- **DIRECTIVE**
Rewrite the entries starting at the line that contains "This quickstart shows" and ending at the line that contains "Outline every instance of the blurred crowd." as a JSON list of strings, one string per line, leaving out blank lines.

- **EXERCISE MATERIALS**
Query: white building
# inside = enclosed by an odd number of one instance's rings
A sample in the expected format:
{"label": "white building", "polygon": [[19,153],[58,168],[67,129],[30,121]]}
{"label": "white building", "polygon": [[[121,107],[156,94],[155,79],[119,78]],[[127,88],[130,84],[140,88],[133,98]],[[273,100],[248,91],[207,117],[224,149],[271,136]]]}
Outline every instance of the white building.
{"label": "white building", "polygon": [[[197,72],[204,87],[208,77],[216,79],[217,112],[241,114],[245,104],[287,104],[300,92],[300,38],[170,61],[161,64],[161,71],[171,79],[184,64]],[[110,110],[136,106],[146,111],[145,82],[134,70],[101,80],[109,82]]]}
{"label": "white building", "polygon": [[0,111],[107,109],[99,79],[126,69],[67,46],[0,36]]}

==

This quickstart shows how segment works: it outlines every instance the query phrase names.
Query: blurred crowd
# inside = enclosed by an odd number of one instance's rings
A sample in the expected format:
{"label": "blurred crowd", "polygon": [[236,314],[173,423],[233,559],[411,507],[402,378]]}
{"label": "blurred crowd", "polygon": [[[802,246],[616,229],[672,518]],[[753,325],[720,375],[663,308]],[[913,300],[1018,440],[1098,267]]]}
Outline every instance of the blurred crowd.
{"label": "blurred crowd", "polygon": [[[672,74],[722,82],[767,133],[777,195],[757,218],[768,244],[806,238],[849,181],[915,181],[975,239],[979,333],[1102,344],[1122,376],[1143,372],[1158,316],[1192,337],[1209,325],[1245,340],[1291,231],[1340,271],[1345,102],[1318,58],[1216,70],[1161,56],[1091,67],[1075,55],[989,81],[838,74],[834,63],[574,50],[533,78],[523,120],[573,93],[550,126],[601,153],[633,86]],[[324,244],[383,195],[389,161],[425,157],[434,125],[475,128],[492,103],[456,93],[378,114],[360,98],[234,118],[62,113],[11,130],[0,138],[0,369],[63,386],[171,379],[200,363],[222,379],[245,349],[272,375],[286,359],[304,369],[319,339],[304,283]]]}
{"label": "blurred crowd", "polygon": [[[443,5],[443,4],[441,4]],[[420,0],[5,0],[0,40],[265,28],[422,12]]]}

- **THE REPLY**
[
  "This quickstart shows how segment works: it outlines every instance the query phrase names.",
  "Query: blurred crowd",
  "# inside = enclosed by an odd number of one instance's rings",
  "A sample in the expected format:",
  "{\"label\": \"blurred crowd\", \"polygon\": [[236,314],[173,423],[233,559],[411,507],[402,378]]}",
  "{\"label\": \"blurred crowd\", \"polygon\": [[[802,246],[616,229],[672,518]],[[753,325],[720,375],[663,308]],[[913,300],[1018,440],[1098,267]]]}",
  "Outline every instance of the blurred crowd."
]